▶ [Data to use]

▬▬▬▬▬▬▬▬▬▬

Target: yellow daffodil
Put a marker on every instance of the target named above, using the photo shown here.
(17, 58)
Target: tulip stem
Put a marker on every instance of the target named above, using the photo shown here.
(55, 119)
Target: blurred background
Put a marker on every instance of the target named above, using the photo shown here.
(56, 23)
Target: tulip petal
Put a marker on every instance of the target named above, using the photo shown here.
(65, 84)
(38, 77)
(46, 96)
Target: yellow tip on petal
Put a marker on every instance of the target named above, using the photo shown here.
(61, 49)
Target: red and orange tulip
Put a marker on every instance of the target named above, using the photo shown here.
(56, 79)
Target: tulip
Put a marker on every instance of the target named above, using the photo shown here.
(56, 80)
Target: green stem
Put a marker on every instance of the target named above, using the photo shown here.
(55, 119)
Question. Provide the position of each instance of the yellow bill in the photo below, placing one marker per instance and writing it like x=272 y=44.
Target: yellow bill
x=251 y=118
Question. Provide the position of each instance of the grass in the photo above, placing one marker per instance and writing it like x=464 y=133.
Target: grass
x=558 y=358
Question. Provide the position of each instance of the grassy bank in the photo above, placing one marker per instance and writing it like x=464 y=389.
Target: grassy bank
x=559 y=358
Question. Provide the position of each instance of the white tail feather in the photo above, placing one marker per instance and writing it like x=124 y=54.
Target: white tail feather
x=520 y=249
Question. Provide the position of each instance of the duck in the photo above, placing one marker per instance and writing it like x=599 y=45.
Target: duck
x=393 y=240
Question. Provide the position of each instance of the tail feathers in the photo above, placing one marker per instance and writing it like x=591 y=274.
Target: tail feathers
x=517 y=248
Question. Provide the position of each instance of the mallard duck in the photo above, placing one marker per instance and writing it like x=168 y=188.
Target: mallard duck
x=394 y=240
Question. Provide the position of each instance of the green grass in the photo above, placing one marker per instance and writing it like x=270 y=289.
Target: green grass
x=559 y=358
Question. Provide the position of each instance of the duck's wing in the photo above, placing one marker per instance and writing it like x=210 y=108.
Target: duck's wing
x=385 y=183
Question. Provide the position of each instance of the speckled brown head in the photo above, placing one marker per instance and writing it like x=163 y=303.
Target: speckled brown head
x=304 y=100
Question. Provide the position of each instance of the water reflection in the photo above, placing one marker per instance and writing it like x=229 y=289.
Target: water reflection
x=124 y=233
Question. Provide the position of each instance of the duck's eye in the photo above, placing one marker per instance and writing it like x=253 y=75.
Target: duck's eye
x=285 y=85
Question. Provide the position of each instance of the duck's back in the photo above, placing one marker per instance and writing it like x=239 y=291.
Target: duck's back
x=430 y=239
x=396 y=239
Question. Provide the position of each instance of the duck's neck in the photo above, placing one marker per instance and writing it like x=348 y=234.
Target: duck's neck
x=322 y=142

▬▬▬▬▬▬▬▬▬▬

▶ [Work required]
Return all the data above once more, precisely as given.

▶ [Your solution]
Target: yellow daffodil
Put a marker on every instance of the target named above, using the photo shown here.
(17, 58)
Target: tulip stem
Put a marker on every instance of the target named above, using the photo shown here.
(55, 119)
Target: blurred background
Put a marker on every instance of the target named above, using the photo shown here.
(56, 23)
Target: tulip petal
Put a marker on every instance of the target named above, using the photo shown here.
(65, 84)
(38, 77)
(46, 96)
Target: yellow tip on petal
Put a marker on every instance of the target named above, using the photo shown here.
(61, 49)
Target: red and orange tulip
Put a marker on every instance of the target named above, using the photo shown here.
(56, 79)
Target: tulip
Put a marker on every instance of the target named above, using the photo shown here.
(56, 80)
Target: green stem
Put a marker on every instance of the target named above, using the photo shown here.
(55, 119)
Question. Provide the position of each instance of the yellow bill in the photo below, placing one marker per instance and writing it like x=272 y=44.
Target: yellow bill
x=251 y=118
Question. Provide the position of each instance of the grass in the photo above, placing one marker per instance and writing it like x=464 y=133.
Target: grass
x=558 y=358
Question. Provide the position of each instance of the grassy bank in the photo above, placing one marker per instance and writing it like x=464 y=389.
Target: grassy bank
x=559 y=358
Question. Provide the position of each instance of the white tail feather in the photo above, placing one marker per instance and writing it like x=124 y=54.
Target: white tail feather
x=520 y=249
Question. Provide the position of each instance of the duck in the photo above, placing one marker per instance and writing it like x=599 y=45.
Target: duck
x=393 y=240
Question. Provide the position of each instance of the tail feathers in the photo above, placing one marker per instance and writing it like x=591 y=274.
Target: tail feathers
x=517 y=248
Question. Provide the position of each instance of the mallard duck in the photo above, placing one marker per instance and writing it like x=168 y=188.
Target: mallard duck
x=394 y=240
Question. Provide the position of each instance of the green grass in the photo above, placing one marker per instance and writing it like x=270 y=289.
Target: green grass
x=559 y=358
Question. Provide the position of each instance of the duck's wing in the photo above, placing one marker per instance and writing it like x=210 y=108.
Target: duck's wing
x=385 y=183
Question. Provide the position of each instance of the speckled brown head in the photo above, placing one marker per instance and writing it like x=163 y=303.
Target: speckled brown head
x=304 y=100
Question. Provide the position of each instance of the water reflection in the photo above, placing one marker per instance and writing it like x=229 y=289.
Target: water reflection
x=124 y=233
Question. Provide the position of each instance of the duck's eye in the photo above, placing one marker per instance and writing it like x=253 y=75.
Target: duck's eye
x=285 y=85
Question. Provide the position of each instance of the duck's back in the photo above, placing one marker per instance and writing it like x=239 y=291.
Target: duck's back
x=430 y=239
x=396 y=239
Question. Provide the position of each instance of the duck's neck in the photo above, placing one marker per instance and writing it like x=348 y=234.
Target: duck's neck
x=322 y=142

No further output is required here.